- **WHAT TO DO**:
Format the stretch from the start of the records through the line containing "box: [344, 188, 364, 256]", including that line, as a Markdown table with the columns Row and Line. Give each line its own row, skip blank lines, and leave out the pictures.
:: DATASET RECORDS
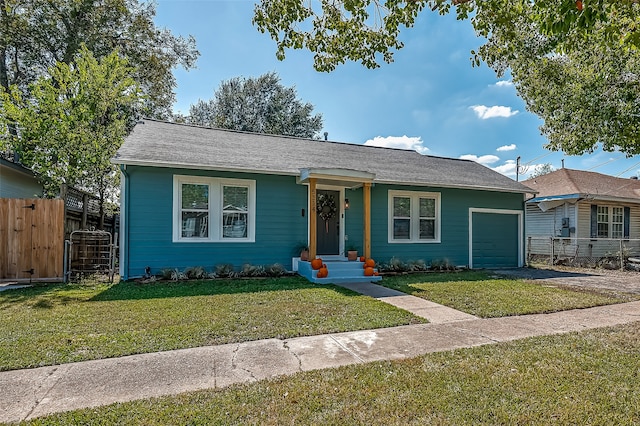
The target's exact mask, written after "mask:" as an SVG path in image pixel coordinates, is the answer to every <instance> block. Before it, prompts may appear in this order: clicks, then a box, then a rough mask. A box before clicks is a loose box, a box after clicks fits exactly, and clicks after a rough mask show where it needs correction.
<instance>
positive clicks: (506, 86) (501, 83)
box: [495, 80, 513, 87]
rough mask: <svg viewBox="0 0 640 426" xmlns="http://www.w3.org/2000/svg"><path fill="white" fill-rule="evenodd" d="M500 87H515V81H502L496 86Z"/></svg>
mask: <svg viewBox="0 0 640 426" xmlns="http://www.w3.org/2000/svg"><path fill="white" fill-rule="evenodd" d="M495 85H496V86H498V87H510V86H513V81H510V80H500V81H499V82H497V83H496V84H495Z"/></svg>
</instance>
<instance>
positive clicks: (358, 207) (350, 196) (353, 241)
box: [344, 188, 364, 256]
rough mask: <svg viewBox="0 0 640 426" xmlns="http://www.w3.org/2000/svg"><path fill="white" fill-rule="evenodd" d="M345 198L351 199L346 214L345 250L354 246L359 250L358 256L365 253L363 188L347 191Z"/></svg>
mask: <svg viewBox="0 0 640 426" xmlns="http://www.w3.org/2000/svg"><path fill="white" fill-rule="evenodd" d="M344 197H345V198H348V199H349V210H346V211H345V212H344V223H345V229H344V233H345V235H346V236H347V241H345V246H344V248H345V250H346V249H347V248H348V247H349V246H350V245H354V246H356V247H357V248H358V255H359V256H360V255H362V254H363V253H364V247H363V245H362V244H363V241H364V231H363V229H362V224H363V214H364V207H363V203H362V188H360V189H355V190H349V189H347V190H345V192H344Z"/></svg>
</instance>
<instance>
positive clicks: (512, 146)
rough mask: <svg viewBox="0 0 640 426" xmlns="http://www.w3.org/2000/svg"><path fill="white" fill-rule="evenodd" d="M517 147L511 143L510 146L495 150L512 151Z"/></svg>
mask: <svg viewBox="0 0 640 426" xmlns="http://www.w3.org/2000/svg"><path fill="white" fill-rule="evenodd" d="M516 148H517V146H516V144H514V143H512V144H511V145H503V146H501V147H500V148H498V149H496V151H500V152H502V151H513V150H514V149H516Z"/></svg>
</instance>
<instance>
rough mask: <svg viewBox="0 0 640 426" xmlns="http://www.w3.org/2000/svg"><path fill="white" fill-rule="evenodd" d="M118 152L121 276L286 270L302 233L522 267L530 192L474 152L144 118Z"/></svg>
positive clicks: (407, 254) (334, 256)
mask: <svg viewBox="0 0 640 426" xmlns="http://www.w3.org/2000/svg"><path fill="white" fill-rule="evenodd" d="M113 161H114V162H115V163H117V164H120V168H121V171H122V192H121V241H120V245H121V247H120V256H121V259H120V274H121V278H122V279H124V280H127V279H132V278H137V277H141V276H143V275H144V273H145V268H146V267H150V268H151V270H152V272H153V273H155V272H158V271H159V270H161V269H163V268H178V269H184V268H187V267H192V266H204V267H207V268H212V267H213V266H215V265H218V264H222V263H230V264H233V265H235V266H236V267H237V268H240V267H241V266H242V265H243V264H245V263H249V264H252V265H263V264H271V263H280V264H282V265H284V266H285V267H286V268H288V269H291V268H292V267H293V266H294V265H292V252H293V249H294V247H296V246H297V245H299V244H300V242H301V241H302V242H305V243H308V245H309V253H310V258H311V259H313V258H314V257H315V256H320V257H322V258H323V259H329V260H339V259H340V260H341V259H344V254H345V252H346V250H347V249H348V248H350V247H351V246H355V247H357V248H358V250H359V253H360V254H362V255H364V256H366V257H372V258H374V259H376V260H379V261H380V260H388V259H390V258H391V257H394V256H395V257H397V258H400V259H403V260H411V259H413V260H417V259H422V260H424V261H425V262H427V263H429V262H431V261H434V260H444V259H447V260H448V261H449V262H451V263H453V264H455V265H459V266H468V267H472V268H501V267H518V266H522V264H523V244H524V238H523V236H524V223H523V221H524V200H525V196H526V194H527V193H532V192H535V191H532V190H531V189H530V188H527V187H526V186H524V185H522V184H520V183H518V182H515V181H513V180H511V179H509V178H507V177H505V176H503V175H501V174H499V173H497V172H495V171H493V170H491V169H489V168H487V167H484V166H482V165H480V164H477V163H475V162H472V161H467V160H458V159H450V158H440V157H433V156H427V155H421V154H418V153H417V152H415V151H408V150H399V149H390V148H379V147H371V146H364V145H356V144H348V143H338V142H331V141H322V140H313V139H301V138H295V137H288V136H274V135H265V134H255V133H248V132H239V131H231V130H222V129H210V128H202V127H195V126H189V125H183V124H174V123H166V122H160V121H155V120H148V119H145V120H144V121H141V122H139V123H138V124H137V125H136V126H135V128H134V130H133V132H132V133H131V134H130V135H129V136H128V137H127V139H126V140H125V142H124V144H123V145H122V147H121V148H120V149H119V150H118V152H117V154H116V156H115V158H114V159H113ZM301 263H305V262H301ZM303 269H304V268H303V267H302V265H300V270H301V273H302V270H303ZM361 271H362V268H361V267H360V272H359V273H360V275H362V272H361ZM309 278H311V279H312V280H313V277H309ZM376 278H377V277H376Z"/></svg>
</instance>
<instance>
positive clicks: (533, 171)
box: [528, 163, 556, 179]
mask: <svg viewBox="0 0 640 426" xmlns="http://www.w3.org/2000/svg"><path fill="white" fill-rule="evenodd" d="M555 170H556V169H555V168H554V167H553V166H552V165H551V163H545V164H538V165H537V166H535V167H534V169H533V171H532V172H531V174H530V175H529V177H528V179H533V178H537V177H538V176H542V175H546V174H549V173H551V172H554V171H555Z"/></svg>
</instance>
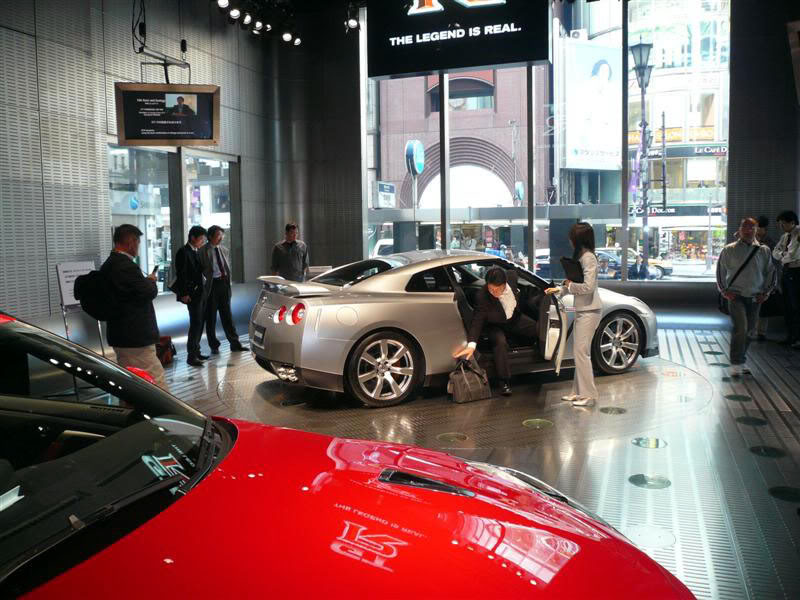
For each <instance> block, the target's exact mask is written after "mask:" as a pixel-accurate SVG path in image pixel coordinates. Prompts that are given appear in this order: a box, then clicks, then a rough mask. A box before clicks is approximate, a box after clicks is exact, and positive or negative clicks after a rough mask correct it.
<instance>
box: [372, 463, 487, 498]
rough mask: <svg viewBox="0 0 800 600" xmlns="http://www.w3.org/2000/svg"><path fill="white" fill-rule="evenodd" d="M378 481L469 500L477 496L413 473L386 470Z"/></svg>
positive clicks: (452, 486) (381, 474) (446, 484)
mask: <svg viewBox="0 0 800 600" xmlns="http://www.w3.org/2000/svg"><path fill="white" fill-rule="evenodd" d="M378 480H379V481H383V482H384V483H393V484H395V485H408V486H411V487H415V488H422V489H426V490H431V491H434V492H446V493H448V494H456V495H458V496H466V497H468V498H472V497H473V496H475V492H471V491H469V490H465V489H464V488H460V487H457V486H455V485H450V484H447V483H442V482H441V481H436V480H435V479H428V478H427V477H420V476H419V475H414V474H413V473H406V472H404V471H398V470H396V469H384V470H383V471H382V472H381V474H380V476H379V477H378Z"/></svg>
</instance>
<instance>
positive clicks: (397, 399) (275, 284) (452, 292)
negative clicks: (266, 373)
mask: <svg viewBox="0 0 800 600" xmlns="http://www.w3.org/2000/svg"><path fill="white" fill-rule="evenodd" d="M495 265H499V266H502V267H504V268H506V269H515V270H516V271H517V273H518V274H519V287H520V290H521V302H522V303H523V311H524V312H525V313H526V314H527V315H528V316H530V317H532V318H533V319H536V320H537V322H538V323H539V336H538V338H539V339H538V340H530V341H529V342H528V343H526V345H517V346H515V345H513V344H512V348H511V353H510V357H511V364H512V372H513V373H530V372H538V371H550V370H554V371H556V373H558V372H559V370H560V368H561V367H563V366H573V361H572V341H571V339H570V338H571V332H572V326H571V323H572V320H573V317H574V312H572V297H571V296H567V297H565V298H564V299H563V300H559V299H557V298H555V297H552V296H546V295H545V294H544V290H545V288H546V287H547V286H548V284H547V283H546V282H545V281H544V280H543V279H541V278H539V277H537V276H536V275H534V274H533V273H530V272H529V271H527V270H525V269H522V268H520V267H519V266H517V265H514V264H512V263H510V262H507V261H505V260H503V259H502V258H499V257H496V256H492V255H488V254H482V253H478V252H468V251H457V250H455V251H452V250H451V251H450V252H447V253H445V252H443V251H440V250H426V251H418V252H406V253H401V254H392V255H390V256H381V257H375V258H371V259H368V260H362V261H359V262H355V263H352V264H349V265H345V266H343V267H339V268H336V269H333V270H330V271H328V272H326V273H323V274H322V275H319V276H317V277H315V278H314V279H311V280H310V281H308V282H306V283H296V282H291V281H287V280H285V279H283V278H281V277H261V278H260V279H261V281H262V282H263V284H264V289H263V290H262V292H261V296H260V297H259V299H258V302H257V303H256V305H255V307H254V308H253V313H252V315H251V317H250V341H251V344H252V351H253V354H254V355H255V359H256V361H257V362H258V364H259V365H261V366H262V367H263V368H264V369H266V370H267V371H269V372H270V373H273V374H275V375H277V376H278V378H280V379H281V380H283V381H286V382H289V383H295V384H300V385H305V386H308V387H314V388H321V389H326V390H333V391H346V392H348V393H350V394H351V395H353V396H355V397H356V398H358V399H360V400H361V401H362V402H363V403H364V404H366V405H369V406H390V405H393V404H397V403H399V402H402V401H404V400H406V399H407V398H409V397H410V396H411V394H412V393H413V392H414V390H415V389H416V388H417V387H418V386H420V385H431V383H432V382H434V381H437V380H439V379H440V378H439V377H438V376H443V375H446V374H447V373H449V372H450V371H452V370H453V369H454V368H455V360H454V359H453V354H454V353H455V352H456V351H457V350H458V349H460V348H463V347H464V345H465V344H466V338H467V333H466V327H467V325H468V324H469V322H470V319H471V318H472V312H473V306H474V299H475V294H476V293H477V292H478V290H479V289H480V288H481V286H483V285H484V280H483V275H484V273H485V272H486V270H487V269H489V267H492V266H495ZM599 293H600V297H601V298H602V300H603V319H602V320H601V321H600V325H599V326H598V328H597V333H596V334H595V338H594V343H593V346H592V357H593V360H594V364H595V367H596V368H597V369H598V370H599V371H602V372H604V373H609V374H613V373H622V372H623V371H626V370H627V369H629V368H630V367H631V366H632V365H633V364H634V363H635V362H636V360H637V359H638V357H639V356H653V355H656V354H658V335H657V332H656V318H655V315H654V314H653V312H652V311H651V310H650V308H649V307H648V306H647V305H646V304H644V303H643V302H642V301H641V300H639V299H638V298H633V297H630V296H623V295H621V294H617V293H615V292H611V291H609V290H605V289H601V290H599ZM478 349H479V351H480V362H481V364H482V365H483V366H484V367H485V368H486V369H487V370H488V371H489V372H490V374H491V372H492V371H493V370H494V366H493V364H494V361H493V360H492V355H491V345H490V344H489V343H488V340H486V339H482V340H480V341H479V343H478Z"/></svg>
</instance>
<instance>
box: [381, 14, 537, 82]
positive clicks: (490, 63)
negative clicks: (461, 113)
mask: <svg viewBox="0 0 800 600" xmlns="http://www.w3.org/2000/svg"><path fill="white" fill-rule="evenodd" d="M367 38H368V51H369V76H370V77H378V78H380V77H398V76H403V75H422V74H427V73H432V72H435V71H438V70H445V71H456V70H459V69H475V68H481V67H494V66H498V65H508V66H510V65H522V64H526V63H528V62H538V61H546V60H548V59H549V58H550V3H549V1H548V0H370V1H369V2H368V4H367Z"/></svg>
::::
- **OUTPUT OF THE EXERCISE**:
| Row | Line |
|---|---|
| 1 | The target's exact mask, written after "mask:" as an SVG path in image pixel coordinates, is the answer to every <instance> block. Before it, prompts may appear in this order: clicks, then a box, then a rough mask. A box before clicks is a loose box, a box after clicks fits exactly, and clicks after a rough mask show where it needs correction. |
| 2 | <instance> |
| 3 | positive clicks: (506, 86) (501, 83) |
| 4 | box: [495, 80, 513, 87] |
| 5 | rough mask: <svg viewBox="0 0 640 426" xmlns="http://www.w3.org/2000/svg"><path fill="white" fill-rule="evenodd" d="M500 87H515V81H502L496 86Z"/></svg> |
| 6 | mask: <svg viewBox="0 0 640 426" xmlns="http://www.w3.org/2000/svg"><path fill="white" fill-rule="evenodd" d="M495 85H496V86H498V87H510V86H513V81H510V80H500V81H499V82H497V83H496V84H495Z"/></svg> |
| 7 | </instance> |
| 8 | <instance> |
| 9 | positive clicks: (358, 207) (350, 196) (353, 241) |
| 10 | box: [344, 188, 364, 256] |